[Excerpts from point annotation data]

################

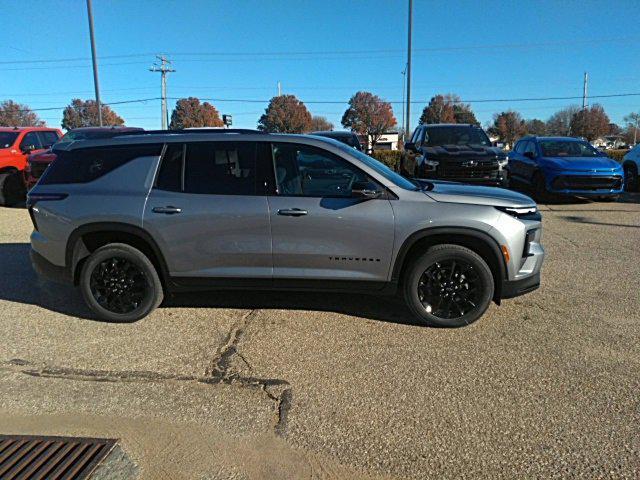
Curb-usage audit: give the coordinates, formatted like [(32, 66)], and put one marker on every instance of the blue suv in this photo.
[(564, 166)]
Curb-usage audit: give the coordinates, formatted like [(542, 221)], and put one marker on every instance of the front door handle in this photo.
[(292, 212), (169, 210)]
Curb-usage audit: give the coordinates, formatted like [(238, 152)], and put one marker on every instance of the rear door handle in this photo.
[(169, 210), (292, 212)]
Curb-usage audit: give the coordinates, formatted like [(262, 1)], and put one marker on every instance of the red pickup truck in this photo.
[(16, 143)]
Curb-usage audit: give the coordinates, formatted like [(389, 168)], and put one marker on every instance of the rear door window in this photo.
[(30, 140), (48, 138), (87, 164), (220, 168)]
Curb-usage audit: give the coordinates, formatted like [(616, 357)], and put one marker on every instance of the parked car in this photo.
[(346, 137), (16, 143), (564, 166), (38, 162), (631, 166), (137, 217), (457, 152)]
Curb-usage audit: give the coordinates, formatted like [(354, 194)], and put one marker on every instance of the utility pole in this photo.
[(163, 68), (408, 121), (95, 61), (404, 86), (584, 90)]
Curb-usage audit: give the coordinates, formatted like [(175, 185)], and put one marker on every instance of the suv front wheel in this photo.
[(448, 286), (120, 284)]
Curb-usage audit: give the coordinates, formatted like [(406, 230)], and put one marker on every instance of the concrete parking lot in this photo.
[(258, 385)]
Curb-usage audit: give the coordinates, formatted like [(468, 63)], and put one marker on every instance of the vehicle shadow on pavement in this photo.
[(19, 283), (380, 308)]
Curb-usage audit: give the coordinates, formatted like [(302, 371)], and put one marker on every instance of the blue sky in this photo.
[(239, 50)]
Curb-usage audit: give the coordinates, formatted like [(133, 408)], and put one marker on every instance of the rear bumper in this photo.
[(47, 270), (515, 288)]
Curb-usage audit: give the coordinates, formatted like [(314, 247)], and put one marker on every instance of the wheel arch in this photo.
[(476, 240), (85, 239)]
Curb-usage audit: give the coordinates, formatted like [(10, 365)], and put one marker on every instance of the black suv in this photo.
[(457, 152)]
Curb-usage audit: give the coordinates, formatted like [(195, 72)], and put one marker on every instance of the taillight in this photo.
[(35, 198)]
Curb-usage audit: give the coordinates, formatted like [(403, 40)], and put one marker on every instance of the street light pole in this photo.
[(408, 119), (95, 62)]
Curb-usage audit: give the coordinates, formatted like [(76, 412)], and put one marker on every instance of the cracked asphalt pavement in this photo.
[(246, 385)]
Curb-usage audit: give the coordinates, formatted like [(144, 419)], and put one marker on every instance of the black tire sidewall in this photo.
[(440, 253), (151, 301)]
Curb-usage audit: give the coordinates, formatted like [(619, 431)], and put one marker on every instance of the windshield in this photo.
[(438, 136), (7, 139), (564, 148), (379, 167)]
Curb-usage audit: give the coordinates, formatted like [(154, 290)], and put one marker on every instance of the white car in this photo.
[(631, 165)]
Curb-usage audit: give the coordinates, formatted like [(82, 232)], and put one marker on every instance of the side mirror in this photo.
[(410, 147), (365, 190)]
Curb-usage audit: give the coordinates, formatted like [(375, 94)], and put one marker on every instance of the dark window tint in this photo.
[(302, 170), (531, 147), (87, 164), (7, 139), (30, 140), (48, 138), (170, 174), (220, 168)]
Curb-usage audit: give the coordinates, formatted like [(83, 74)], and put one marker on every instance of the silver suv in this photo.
[(139, 216)]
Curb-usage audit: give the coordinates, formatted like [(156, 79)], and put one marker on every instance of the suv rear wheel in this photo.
[(120, 284), (448, 286)]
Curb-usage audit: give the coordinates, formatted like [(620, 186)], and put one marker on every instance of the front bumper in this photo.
[(515, 288), (47, 270), (571, 183)]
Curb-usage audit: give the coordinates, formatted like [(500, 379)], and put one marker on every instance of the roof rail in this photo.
[(192, 130)]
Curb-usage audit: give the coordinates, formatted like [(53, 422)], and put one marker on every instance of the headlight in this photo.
[(430, 164), (525, 213)]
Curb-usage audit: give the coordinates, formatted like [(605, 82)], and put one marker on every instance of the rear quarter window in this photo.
[(88, 164)]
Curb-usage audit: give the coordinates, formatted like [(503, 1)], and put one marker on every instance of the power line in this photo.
[(484, 100), (295, 53)]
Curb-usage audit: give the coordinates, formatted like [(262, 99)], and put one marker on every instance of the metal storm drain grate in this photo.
[(34, 457)]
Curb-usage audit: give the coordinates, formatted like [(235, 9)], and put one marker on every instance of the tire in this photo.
[(120, 284), (12, 189), (631, 180), (540, 188), (469, 273)]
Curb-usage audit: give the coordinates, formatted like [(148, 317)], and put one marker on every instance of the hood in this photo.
[(477, 195), (455, 151), (582, 164)]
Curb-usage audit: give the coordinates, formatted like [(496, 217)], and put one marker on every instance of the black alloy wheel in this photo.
[(450, 288), (119, 285)]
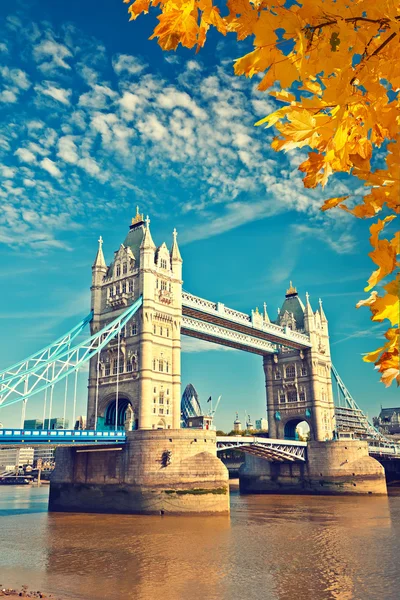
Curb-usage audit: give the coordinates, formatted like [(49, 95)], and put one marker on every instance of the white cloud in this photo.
[(60, 94), (51, 55), (89, 165), (342, 242), (67, 149), (25, 155), (134, 132), (8, 97), (50, 166), (15, 77), (125, 63)]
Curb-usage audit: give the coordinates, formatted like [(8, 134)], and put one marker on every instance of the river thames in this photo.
[(270, 548)]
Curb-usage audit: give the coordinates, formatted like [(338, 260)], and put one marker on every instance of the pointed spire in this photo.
[(291, 291), (265, 314), (147, 242), (321, 311), (99, 261), (308, 310), (175, 254)]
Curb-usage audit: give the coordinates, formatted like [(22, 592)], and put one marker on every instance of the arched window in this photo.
[(290, 371)]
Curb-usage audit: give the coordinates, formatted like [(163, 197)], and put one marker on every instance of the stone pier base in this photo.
[(336, 467), (155, 472)]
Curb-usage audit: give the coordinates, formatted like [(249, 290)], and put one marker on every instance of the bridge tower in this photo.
[(141, 368), (298, 383)]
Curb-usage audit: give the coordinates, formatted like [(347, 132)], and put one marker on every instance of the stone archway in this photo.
[(110, 413), (292, 431)]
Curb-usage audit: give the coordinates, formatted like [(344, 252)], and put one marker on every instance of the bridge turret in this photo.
[(176, 258), (99, 270), (298, 383), (147, 248)]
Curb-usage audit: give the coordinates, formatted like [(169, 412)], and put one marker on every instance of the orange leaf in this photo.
[(332, 202)]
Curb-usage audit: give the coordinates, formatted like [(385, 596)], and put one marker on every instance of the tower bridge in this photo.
[(138, 314)]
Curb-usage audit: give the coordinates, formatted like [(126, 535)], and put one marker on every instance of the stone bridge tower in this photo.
[(298, 383), (141, 369)]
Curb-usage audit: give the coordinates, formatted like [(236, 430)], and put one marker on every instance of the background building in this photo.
[(10, 458), (33, 424), (388, 420), (261, 424), (190, 404), (55, 423), (237, 425), (45, 454)]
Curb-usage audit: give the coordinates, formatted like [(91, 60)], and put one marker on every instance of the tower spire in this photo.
[(265, 314), (99, 261), (321, 311), (175, 254), (147, 242)]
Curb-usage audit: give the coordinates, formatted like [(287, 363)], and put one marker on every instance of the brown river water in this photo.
[(270, 548)]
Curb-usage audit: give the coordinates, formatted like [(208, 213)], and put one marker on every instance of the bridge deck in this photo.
[(252, 333), (58, 437)]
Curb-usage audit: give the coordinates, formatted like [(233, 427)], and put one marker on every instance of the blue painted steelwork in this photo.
[(59, 437), (54, 370), (24, 367)]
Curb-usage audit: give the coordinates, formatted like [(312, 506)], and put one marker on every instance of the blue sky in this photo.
[(96, 119)]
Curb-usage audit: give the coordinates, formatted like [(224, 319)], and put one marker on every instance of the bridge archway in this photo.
[(110, 413), (297, 429)]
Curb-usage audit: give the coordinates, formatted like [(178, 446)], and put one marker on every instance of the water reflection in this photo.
[(272, 548)]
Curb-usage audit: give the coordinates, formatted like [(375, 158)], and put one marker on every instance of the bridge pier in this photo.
[(334, 467), (154, 472)]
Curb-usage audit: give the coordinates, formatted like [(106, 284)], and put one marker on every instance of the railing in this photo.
[(231, 337), (59, 436), (255, 321)]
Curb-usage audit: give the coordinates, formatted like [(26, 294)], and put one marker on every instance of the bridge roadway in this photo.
[(215, 322), (270, 449)]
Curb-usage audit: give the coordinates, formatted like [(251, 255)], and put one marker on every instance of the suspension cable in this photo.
[(23, 412), (65, 401), (117, 386), (44, 407), (75, 388), (97, 391), (51, 397)]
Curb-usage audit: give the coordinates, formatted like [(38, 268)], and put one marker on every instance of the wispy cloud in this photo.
[(94, 140)]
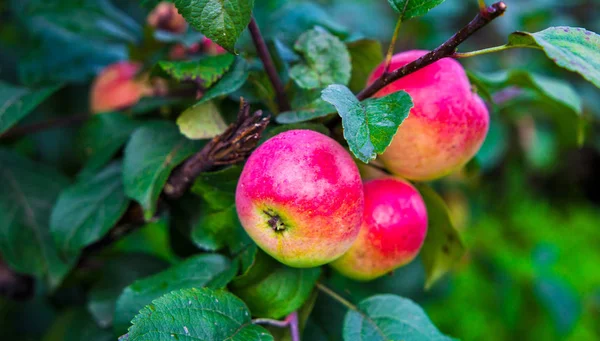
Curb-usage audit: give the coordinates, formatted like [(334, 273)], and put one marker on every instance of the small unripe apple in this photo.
[(116, 87), (392, 232), (166, 17), (300, 198), (446, 126)]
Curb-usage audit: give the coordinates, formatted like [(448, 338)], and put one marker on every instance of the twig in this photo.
[(52, 123), (447, 49), (233, 146), (290, 321), (265, 57)]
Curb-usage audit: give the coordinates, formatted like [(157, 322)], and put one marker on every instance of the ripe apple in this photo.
[(392, 232), (116, 87), (446, 126), (300, 198), (166, 17)]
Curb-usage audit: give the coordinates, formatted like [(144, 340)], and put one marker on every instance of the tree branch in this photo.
[(265, 57), (447, 49)]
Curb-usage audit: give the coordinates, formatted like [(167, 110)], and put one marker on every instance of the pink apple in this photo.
[(447, 125), (392, 232), (300, 198), (166, 17), (116, 87)]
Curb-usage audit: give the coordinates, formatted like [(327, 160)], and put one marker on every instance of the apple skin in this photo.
[(116, 87), (300, 198), (392, 232), (446, 126), (165, 16)]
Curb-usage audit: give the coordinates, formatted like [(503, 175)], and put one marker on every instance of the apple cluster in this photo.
[(300, 196)]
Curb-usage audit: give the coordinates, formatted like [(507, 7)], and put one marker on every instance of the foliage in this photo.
[(88, 215)]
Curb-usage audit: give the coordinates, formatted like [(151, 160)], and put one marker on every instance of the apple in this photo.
[(392, 232), (117, 87), (166, 17), (300, 198), (446, 126)]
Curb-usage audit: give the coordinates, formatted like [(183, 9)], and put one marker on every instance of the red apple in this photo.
[(392, 232), (300, 198), (447, 125), (166, 17), (116, 87)]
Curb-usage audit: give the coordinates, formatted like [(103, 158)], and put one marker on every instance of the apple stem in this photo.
[(336, 297), (447, 49), (265, 57)]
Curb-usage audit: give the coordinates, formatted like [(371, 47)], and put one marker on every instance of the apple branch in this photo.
[(265, 57), (447, 49)]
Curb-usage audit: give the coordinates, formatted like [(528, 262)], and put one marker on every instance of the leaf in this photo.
[(17, 102), (218, 188), (223, 21), (151, 154), (214, 228), (196, 314), (231, 81), (211, 270), (76, 325), (28, 193), (87, 210), (413, 8), (389, 317), (316, 109), (272, 289), (327, 60), (201, 121), (205, 71), (370, 126), (114, 276), (443, 247), (365, 54), (96, 34), (98, 149), (575, 49), (553, 89)]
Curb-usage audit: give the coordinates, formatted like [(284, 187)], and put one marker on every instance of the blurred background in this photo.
[(528, 207)]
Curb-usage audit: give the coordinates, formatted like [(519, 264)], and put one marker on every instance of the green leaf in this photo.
[(413, 8), (214, 228), (389, 317), (218, 188), (76, 325), (17, 102), (205, 71), (365, 54), (316, 109), (552, 89), (87, 210), (210, 270), (28, 193), (327, 60), (231, 81), (575, 49), (370, 126), (151, 154), (196, 314), (98, 149), (114, 276), (272, 289), (443, 247), (201, 121), (89, 34), (223, 21)]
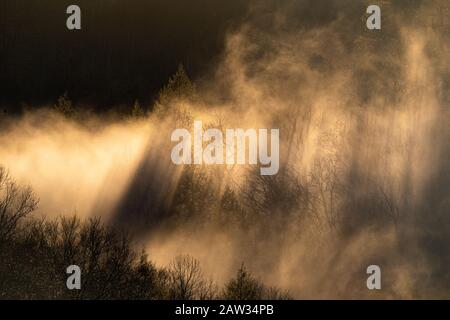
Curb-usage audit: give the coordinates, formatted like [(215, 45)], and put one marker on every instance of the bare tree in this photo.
[(15, 204), (186, 280)]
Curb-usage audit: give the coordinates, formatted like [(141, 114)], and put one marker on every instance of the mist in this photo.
[(364, 155)]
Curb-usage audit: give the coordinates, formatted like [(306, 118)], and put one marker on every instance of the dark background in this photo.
[(126, 49)]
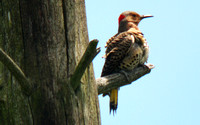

################

* **Problem to solve**
List the material from its beginning through the line containing "[(169, 210), (292, 212)]" as a numbered list, omitting the pictures and any blank lines.

* **Solution to the problem**
1. Curb-usage audit: give the coordinates, formatted like [(32, 66)], and put one marker on every instance of the blue suv in this photo.
2. [(564, 166)]
3. Curb-usage audit: give the coordinates, formatted like [(542, 221)], and put one marker on every instance of the front door handle in this photo.
4. [(292, 212), (169, 210)]
5. Curb-usage audit: give the coordinates, formatted like [(238, 152)], and put one marker on every instance of the rear door handle in this photo.
6. [(169, 210), (292, 212)]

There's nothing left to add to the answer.